Tarefas a realizar ::
(A) No texto sobre a delação da JBS, em que data termina o mandato de Rodrigo Janot?
(B) Liste todas as pessoas citadas pelo nome no texto sobre a delação da JBS.
(C) Retome o texto sobre a delação da JBS e siga escrevendo a partir do ponto em que ele termina.

Texto ::
O empresário ainda viu-se envolvido em polêmica porque, ao acertar a colaboração, garantiu o direito de permanecer solto. Diante da nova gravação entregue à PGR, pode perder os benefícios. No diálogo com Saud, disse que queria estar "100% alinhado com Marcelo (Miller)" e que precisava do procurador para "chegar no Janot".
Ricardo Saud
Diretor da J&F, participou do acordo de delação. Conhecido como "homem da mala" do grupo, por operar doações da empresa para políticos, apareceu entregando mala com R$ 500 mil para Loures. De acordo com a PGR, o deputado cassado havia sido indicado pelo presidente para negociar assuntos de interesse da J&F.
Na nova gravação, aparece em diálogo de quatro horas com Joesley comentando que Miller estava atuando para "tranquilizá-los" e discorrendo sobre a estratégia de se aproximar de Janot por meio de seu procurador auxiliar.
Rodrigo Janot
Procurador-geral da República, assinou o acordo de delação premiada com a JBS e denunciou Temer por corrupção passiva. Tem o fim do seu mandato marcado para 17 de setembro, mas, antes, deve apresentar nova acusação contra o presidente.
Foi alvo de críticas pela suposta benevolência concedida aos delatores da JBS, que seguiram livres, com direito de morar no Exterior. Na segunda-feira (4), após acessar o novo áudio entre Joesley e Saud, anunciou que os benefícios poderiam ser suspensos devido à omissão de crimes pelos delatores.

Dados fornecidos ::
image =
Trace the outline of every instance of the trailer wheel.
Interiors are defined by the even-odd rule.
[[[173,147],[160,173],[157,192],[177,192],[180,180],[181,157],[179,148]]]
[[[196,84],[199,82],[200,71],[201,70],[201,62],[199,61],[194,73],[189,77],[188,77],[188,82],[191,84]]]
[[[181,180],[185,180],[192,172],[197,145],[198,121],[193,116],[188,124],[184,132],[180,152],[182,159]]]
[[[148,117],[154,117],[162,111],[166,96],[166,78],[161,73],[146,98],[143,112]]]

Resultados do exercício ::
(A) Em 17 de setembro.

(B) Ricardo Saud, Marcelo Miller, Rodrigo Janot, Loures, Joesley e Temer.

(C)
Janot abriu uma nova investigação, que ainda apura o envolvimento de procuradores e ministros do Supremo Tribunal Federal (STF). Para o procurador, as provas para denúncias contra Temer seguem válidas, mas o acordo com a JBS será revisado.
Marcelo Miller
O ex-procurador era um dos principais assessores de Janot desde 2014, atuando nos desdobramentos da Lava-Jato e participando de acordos de delação premiada. Deixou o MPF para trabalhar em escritório de advocacia que negociou o acordo de leniência da JBS em 4 de março, três dias antes de Joesley gravar conversa com Temer. Foi inclusive acusado de atuar como agente duplo pelo presidente em pronunciamento.
Inicialmente, a PGR afirmou que Miller não participou da negociação da delação e que existia cláusula de que não poderia atuar pelo escritório nos acordos. Agora, no novo áudio, Joesley e Saud dizem que o procurador auxiliou na confecção de propostas de colaboração para serem fechadas com a PGR. Na segunda-feira (4), Janot disse que o episódio se configuraria "crime e ato de improbidade administrativa".